Thursday, August 24, 2006

Johnny Cash, Branding and Jesus
Fast Company's weblog had a good article last week about Johnny Cash and Rick Rubin's collaboration that has essentially become the

re-invigorating [of] a classic brand...

...He was talented enough to play it both ways. He was a hard livin’, old school tough guy. ... [then] a song or two later he could break out a spiritual, perhaps something like “Daddy Sang Bass.”

If anything, it proved he could do anything...

And there’s the business lesson: if your product is genuinely good, you don’t have to (and shouldn’t) worry about doing the cool thing. Cash knew about branding, even if it wasn’t called that at when he started.
Good insights into business and branding. Perhaps one of the reasons the "re-branding" of the Church has been in trouble in many areas is that the original "branding" has lost it's ability to keep the "cool" or better- the attractiveness. But the real message that we need to be looking at- the real brand- is not the church. It's Jesus. I have a hunch that He would be able to be just as cool today as he was before.

▸ SOURCE DATA:
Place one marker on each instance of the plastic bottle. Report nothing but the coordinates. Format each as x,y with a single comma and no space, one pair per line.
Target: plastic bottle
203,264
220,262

▸ STATED EXERCISE: Write the next part of the post on Johnny Cash, branding and Jesus, starting right after its last sentence. The material comes from a source unrelated to the post.

▸ EXERCISE OUTPUT:
Which means, I'm afraid, a lot less popular than we think he should be. The Real Message of Jesus was not all that cool 2000 years ago.

Just a thought.
Update: I have been listening to the latest album, American V: A Hundred Highways again and again recently. The more I listen, the more I am impressed not just by Cash but by Rick Rubin's loving and caring arrangements. I'm not sure it's better than American IV: The Man Comes Around, but it is so different a style. It is truly a remarkable album.
Now, Here's A Brand Problem
This is a NO COMMENT.
New Restaurant Bears Hitler's Name
By AIJAZ ANSARI Associated Press Writer

BOMBAY, India (AP) -- When a restaurant called "Hitler's Cross" opened four days ago in a Bombay suburb, the city's small Jewish community was outraged, but there were few other objections.

Owner Puneet Sablok insisted then - and still does - that the name and theme of his new eatery is only meant to attract attention, with its posters of Adolf Hitler and swastikas.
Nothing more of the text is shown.